◆ **Instructions to follow**:
Locate the line containing "Please locate the clear" in the material below; repeat it and every line after it, exactly as written.

◆ **Raw records**:

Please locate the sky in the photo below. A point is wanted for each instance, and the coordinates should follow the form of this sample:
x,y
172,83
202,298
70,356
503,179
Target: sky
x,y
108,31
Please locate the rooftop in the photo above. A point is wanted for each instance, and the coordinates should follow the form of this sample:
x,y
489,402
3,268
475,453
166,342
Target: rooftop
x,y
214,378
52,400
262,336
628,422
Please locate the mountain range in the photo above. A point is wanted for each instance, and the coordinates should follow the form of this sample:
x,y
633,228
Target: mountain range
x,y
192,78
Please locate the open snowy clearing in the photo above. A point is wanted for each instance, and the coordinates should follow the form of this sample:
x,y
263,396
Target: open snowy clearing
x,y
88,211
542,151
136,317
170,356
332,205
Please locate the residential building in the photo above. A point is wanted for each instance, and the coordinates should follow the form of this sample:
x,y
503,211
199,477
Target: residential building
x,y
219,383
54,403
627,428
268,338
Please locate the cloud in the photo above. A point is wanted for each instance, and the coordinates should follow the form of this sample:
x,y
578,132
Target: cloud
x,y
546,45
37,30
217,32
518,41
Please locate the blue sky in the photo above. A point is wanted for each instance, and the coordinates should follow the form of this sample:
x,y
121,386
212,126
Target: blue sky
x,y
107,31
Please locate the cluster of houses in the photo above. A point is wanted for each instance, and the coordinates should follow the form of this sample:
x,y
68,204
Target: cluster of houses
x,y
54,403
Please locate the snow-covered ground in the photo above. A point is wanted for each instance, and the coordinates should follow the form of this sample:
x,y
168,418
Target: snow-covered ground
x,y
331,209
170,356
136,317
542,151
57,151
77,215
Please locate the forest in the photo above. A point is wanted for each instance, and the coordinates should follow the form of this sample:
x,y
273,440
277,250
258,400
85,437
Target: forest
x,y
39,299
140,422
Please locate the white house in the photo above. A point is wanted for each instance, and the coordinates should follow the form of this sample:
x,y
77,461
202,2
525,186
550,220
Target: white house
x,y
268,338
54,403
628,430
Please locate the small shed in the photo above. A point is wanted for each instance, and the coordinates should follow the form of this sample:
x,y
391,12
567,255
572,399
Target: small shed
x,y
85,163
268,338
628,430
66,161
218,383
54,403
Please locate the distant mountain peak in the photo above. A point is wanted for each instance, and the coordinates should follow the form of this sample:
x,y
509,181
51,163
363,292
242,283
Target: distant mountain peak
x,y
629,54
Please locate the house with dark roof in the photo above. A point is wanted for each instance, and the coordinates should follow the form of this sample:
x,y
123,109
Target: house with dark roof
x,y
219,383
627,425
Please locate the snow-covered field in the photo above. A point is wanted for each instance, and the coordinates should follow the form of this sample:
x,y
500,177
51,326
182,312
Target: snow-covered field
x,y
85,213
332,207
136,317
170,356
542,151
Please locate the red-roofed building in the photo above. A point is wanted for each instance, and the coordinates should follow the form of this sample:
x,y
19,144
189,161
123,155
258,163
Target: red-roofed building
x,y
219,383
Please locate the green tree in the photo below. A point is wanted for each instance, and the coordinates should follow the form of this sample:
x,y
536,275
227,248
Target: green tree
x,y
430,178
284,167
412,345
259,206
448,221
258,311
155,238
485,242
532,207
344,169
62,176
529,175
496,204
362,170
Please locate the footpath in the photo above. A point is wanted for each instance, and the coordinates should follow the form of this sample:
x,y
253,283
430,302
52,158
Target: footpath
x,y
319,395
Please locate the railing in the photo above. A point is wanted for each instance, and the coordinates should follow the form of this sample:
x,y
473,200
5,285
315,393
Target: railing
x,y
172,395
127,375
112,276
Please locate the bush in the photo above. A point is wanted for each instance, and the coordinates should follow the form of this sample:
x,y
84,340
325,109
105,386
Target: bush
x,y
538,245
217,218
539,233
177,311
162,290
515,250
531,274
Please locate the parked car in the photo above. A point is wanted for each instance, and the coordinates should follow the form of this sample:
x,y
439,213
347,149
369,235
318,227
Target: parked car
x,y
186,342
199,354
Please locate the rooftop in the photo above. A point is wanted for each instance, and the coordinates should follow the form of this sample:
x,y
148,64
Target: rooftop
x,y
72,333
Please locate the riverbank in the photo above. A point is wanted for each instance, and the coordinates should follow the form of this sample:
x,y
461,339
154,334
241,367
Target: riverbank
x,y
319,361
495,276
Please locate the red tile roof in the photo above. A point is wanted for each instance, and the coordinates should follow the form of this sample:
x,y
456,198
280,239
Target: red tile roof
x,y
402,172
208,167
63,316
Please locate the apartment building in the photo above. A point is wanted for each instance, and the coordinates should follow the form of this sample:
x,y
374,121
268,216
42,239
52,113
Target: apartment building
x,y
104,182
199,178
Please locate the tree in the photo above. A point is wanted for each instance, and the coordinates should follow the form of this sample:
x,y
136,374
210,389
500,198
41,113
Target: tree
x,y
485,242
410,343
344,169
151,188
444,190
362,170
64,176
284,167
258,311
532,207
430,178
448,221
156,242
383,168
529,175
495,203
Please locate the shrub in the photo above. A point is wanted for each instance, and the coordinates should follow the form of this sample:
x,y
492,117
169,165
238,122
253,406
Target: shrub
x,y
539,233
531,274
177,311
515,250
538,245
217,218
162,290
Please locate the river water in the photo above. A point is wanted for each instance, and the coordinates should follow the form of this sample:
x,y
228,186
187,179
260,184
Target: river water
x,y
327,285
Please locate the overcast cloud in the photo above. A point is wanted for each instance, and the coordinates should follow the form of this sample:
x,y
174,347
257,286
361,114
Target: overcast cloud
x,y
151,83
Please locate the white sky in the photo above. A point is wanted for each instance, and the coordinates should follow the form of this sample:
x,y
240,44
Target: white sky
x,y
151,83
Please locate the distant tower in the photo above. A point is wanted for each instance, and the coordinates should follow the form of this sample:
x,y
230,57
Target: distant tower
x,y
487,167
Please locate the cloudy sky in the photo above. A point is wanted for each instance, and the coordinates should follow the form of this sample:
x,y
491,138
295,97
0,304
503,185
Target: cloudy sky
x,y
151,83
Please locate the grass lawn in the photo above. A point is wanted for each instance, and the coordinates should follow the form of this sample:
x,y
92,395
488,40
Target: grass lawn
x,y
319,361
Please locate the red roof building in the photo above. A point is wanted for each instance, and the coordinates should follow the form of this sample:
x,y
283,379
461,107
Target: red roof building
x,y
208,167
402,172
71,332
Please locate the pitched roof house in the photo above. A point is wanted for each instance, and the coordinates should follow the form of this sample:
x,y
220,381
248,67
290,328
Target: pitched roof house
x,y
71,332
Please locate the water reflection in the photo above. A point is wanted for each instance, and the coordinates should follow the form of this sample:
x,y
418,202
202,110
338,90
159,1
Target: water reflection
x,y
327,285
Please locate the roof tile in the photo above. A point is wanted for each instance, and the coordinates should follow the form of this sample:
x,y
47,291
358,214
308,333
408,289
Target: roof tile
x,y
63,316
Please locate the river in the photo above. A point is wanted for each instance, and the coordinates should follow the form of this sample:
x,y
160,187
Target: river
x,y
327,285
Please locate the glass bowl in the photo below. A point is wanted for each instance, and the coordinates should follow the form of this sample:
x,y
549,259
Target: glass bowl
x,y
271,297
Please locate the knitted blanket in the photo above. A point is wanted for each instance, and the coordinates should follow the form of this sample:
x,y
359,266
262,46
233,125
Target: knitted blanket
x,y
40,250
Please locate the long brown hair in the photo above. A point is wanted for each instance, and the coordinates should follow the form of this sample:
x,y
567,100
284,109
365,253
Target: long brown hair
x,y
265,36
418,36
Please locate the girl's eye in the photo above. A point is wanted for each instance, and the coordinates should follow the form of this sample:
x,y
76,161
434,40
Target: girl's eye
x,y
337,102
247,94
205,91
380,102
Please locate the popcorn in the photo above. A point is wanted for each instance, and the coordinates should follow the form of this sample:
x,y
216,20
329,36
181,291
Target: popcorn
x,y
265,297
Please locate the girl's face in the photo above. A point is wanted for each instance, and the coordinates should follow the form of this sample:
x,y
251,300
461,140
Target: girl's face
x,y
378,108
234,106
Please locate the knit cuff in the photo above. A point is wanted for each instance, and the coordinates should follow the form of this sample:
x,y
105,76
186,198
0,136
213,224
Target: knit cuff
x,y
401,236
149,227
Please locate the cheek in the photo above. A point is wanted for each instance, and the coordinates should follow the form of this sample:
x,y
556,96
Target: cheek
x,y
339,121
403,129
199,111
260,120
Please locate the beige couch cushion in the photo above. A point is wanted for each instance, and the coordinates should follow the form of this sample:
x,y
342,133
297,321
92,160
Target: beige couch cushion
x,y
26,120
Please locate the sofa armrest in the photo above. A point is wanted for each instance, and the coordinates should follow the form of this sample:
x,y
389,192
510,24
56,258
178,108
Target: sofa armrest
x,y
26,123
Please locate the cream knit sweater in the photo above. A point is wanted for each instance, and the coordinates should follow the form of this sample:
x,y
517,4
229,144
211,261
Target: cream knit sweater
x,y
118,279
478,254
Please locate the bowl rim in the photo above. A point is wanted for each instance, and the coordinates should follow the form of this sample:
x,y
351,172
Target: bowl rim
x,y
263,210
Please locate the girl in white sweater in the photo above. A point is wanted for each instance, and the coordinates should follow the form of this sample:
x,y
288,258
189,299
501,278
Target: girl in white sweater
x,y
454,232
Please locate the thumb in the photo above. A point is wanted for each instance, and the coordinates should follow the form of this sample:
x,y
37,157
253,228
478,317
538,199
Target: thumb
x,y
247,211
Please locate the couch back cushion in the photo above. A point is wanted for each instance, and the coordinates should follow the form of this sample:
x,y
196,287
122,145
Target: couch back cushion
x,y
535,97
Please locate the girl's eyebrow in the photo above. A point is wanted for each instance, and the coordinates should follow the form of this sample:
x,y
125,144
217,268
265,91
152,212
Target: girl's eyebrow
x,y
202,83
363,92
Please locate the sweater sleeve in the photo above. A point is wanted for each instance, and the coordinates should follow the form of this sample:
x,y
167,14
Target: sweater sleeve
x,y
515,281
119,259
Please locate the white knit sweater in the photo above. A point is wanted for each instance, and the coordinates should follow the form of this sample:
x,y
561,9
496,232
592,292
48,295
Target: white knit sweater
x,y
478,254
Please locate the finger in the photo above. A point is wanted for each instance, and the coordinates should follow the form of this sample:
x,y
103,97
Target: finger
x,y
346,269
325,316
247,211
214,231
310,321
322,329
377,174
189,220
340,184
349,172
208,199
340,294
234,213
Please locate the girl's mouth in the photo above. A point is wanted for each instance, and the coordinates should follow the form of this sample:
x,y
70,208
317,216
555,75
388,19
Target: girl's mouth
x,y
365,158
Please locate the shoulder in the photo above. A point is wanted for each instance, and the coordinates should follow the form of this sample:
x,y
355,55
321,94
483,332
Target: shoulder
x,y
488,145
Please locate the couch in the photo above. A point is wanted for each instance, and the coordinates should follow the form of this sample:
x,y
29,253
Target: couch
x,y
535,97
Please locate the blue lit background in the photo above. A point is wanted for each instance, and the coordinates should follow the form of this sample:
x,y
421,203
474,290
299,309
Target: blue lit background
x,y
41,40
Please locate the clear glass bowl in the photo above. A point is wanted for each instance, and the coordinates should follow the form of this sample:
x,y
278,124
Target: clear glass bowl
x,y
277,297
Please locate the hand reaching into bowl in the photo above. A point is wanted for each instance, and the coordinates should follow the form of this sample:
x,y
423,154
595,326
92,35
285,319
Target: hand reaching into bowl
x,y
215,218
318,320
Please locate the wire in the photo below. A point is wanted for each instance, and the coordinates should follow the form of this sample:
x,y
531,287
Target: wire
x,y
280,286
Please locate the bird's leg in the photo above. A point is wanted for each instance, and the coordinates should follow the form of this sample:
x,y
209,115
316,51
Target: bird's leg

◆ **Response below**:
Please locate the clear glass bowl in the photo above. A point is wanted for each instance, and the coordinates should follow the form of this sample:
x,y
278,124
Target: clear glass bowl
x,y
277,297
Please locate the hand reaching into bowl in the photo above. A point is wanted for each instance, and the coordinates should follow the form of this sample:
x,y
423,154
595,326
92,35
285,319
Target: hand reaching into bowl
x,y
215,218
318,320
Please locate the wire in the photo below. A point is wanted for each instance, and the coordinates should follow the form of this sample:
x,y
531,287
Target: wire
x,y
280,286
Please locate the bird's leg in the photo above. A point is wanted for each instance, and the coordinates should follow the form of this sample:
x,y
209,115
316,51
Target: bird's leg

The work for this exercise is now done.